Text shown.
►
I agree there the cloths make all the difference. Been using Ag Glass polish for well over a decade. Hopefully local B&M might stock the Astonish Stuff which must be worth a go even if it ends up relegated to household duties. Valet Pro looks well regarded as is the 3m stuff....loads of options thanks folks.


----------



## bildo (Mar 29, 2008)

Here's what I got from a seller on here:
http://www.detailingworld.co.uk/forum/showthread.php?t=222905

Well worth a try for £5 mate, I didn't find the cloth great but not the worst I've used but I honestly think that the bottle will last you months. I had cleaned the car probably 15-20 times and used about 1/4 of it, it uses such a tiny amount. Also great for if you did decide to buy the 1L you can just re-fill that bottle and keep using it as the amount it produces is perfect for glass cleaning.

Hope that helps!


----------



## PWOOD (Apr 30, 2007)

Nuts B&M nearby doesnt stock Astonish.


----------



## nick.s (Dec 21, 2009)

Orchard do a nice glass cleaner that is very reasonably priced  I reviewed it a while ago, found it to be very effective and a bit of a bargain price too


----------



## A.B (Feb 8, 2010)

Autosmart Glass Clear, very good glass cleaner & nice smell.

5L for £15 - £20! I changed to this from AG Window Clean aka Fast Glass.


----------



## Matt_Nic (Apr 15, 2011)

Car shampoo and correct washing technique. 

Once you've finished rinsing the car down after your wash dry the windows first. I do mine with a blade initially then buff with a bone dry MF towel. 


If you're getting streaks you're doing it wrong, simples.


----------



## NoobWash (Apr 18, 2011)

PWOOD said:


> Nuts B&M nearby doesnt stock Astonish.


Hello mate.. any of these in your local precinct?.. http://www.astonishcleaners.com/where/find.php


----------



## PWOOD (Apr 30, 2007)

Avanti said:


> Nilco is my suggestion :thumb:


The same as NILGLASS I assume. I remember using that years ago seem to remember it was pretty good about the house. Never tried it on my cars though as just used AG glass Polish if the windows needed doing. I wasnt as obsessed with detailing then so hardly bothered as windows were the devil:lol:.


----------



## happmadison1978 (Jul 27, 2010)

Have you tried breathing on it and rubbing it with your sleeve?

Sorry just kidding I use AG Fast Glass and Megs NXT

I did once get half a bottle of laddaw Ezi Clean Surface Prep glass cleaner from the Autoglass bloke that repaired my G/fs Mother's stone chip.. really good but bit worried about using it near tints etc as it seems strong.


----------



## Guest (Jan 18, 2012)

Spautopia PureX Glass cleaner - can be obtained from Euro Car Parts £7.99 for a 500ml bottle.

The best I have used, to date that is - until something better comes along


----------



## Matt_Nic (Apr 15, 2011)

I dont understand why people need glass cleaner unless you're only cleaning the windows?
◄
In the forum thread, what quantity and price range does A.B give for Autosmart Glass Clear?

Given data.
►
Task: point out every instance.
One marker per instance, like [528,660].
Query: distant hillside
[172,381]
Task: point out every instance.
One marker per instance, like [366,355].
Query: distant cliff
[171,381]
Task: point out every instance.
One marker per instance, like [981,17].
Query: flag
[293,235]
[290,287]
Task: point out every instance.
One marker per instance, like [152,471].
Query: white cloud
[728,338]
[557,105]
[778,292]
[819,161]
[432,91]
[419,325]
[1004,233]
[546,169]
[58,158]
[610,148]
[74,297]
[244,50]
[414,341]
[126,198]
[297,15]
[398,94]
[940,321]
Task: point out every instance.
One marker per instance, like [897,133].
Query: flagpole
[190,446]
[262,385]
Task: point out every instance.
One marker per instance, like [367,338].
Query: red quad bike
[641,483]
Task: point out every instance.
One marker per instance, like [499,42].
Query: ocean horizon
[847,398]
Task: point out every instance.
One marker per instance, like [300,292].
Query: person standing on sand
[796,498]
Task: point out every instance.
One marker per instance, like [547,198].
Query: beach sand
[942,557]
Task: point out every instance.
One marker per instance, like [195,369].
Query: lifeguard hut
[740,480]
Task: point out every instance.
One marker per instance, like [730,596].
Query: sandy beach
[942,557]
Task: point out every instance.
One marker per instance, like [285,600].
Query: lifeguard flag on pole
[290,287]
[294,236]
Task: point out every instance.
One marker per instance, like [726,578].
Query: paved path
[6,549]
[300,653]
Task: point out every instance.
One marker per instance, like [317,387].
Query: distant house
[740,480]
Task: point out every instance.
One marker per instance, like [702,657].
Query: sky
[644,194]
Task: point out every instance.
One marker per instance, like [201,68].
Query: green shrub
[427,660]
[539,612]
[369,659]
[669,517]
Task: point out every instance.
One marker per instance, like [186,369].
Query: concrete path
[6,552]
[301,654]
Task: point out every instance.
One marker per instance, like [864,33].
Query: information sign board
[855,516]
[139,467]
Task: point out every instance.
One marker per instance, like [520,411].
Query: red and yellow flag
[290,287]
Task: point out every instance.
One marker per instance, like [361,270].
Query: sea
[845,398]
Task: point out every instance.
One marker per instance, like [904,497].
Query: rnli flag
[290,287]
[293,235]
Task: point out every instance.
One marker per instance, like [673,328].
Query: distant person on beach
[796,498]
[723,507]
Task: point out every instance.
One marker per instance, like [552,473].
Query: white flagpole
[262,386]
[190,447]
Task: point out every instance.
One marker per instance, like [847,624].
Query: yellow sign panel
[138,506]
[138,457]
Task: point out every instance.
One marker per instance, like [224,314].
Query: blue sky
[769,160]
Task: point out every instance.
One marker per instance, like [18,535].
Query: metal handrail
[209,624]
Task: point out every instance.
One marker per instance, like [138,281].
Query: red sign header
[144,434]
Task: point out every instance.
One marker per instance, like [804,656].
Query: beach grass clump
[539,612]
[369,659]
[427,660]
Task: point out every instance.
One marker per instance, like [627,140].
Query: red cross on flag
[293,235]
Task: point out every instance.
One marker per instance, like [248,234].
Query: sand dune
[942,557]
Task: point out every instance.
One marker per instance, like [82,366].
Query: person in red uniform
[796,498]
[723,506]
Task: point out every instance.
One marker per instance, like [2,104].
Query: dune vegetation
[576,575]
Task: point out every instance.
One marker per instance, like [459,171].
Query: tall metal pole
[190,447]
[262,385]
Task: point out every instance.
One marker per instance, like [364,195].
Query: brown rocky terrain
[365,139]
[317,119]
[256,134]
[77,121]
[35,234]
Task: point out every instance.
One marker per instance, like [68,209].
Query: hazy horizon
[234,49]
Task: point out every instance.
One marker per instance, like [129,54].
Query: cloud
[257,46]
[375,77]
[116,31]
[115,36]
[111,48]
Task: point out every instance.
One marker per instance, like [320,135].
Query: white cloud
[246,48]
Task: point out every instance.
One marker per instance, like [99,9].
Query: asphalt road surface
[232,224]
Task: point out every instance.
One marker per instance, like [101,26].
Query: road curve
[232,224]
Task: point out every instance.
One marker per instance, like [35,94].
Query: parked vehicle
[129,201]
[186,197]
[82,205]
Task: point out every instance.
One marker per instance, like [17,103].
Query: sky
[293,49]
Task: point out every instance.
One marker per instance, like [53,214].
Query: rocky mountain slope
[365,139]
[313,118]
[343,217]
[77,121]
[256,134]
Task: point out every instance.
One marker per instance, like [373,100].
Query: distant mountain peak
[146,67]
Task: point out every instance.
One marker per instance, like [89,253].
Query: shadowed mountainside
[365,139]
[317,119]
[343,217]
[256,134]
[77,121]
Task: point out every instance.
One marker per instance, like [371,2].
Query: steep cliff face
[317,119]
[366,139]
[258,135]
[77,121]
◄
Task answer. 5L for £15 to £20.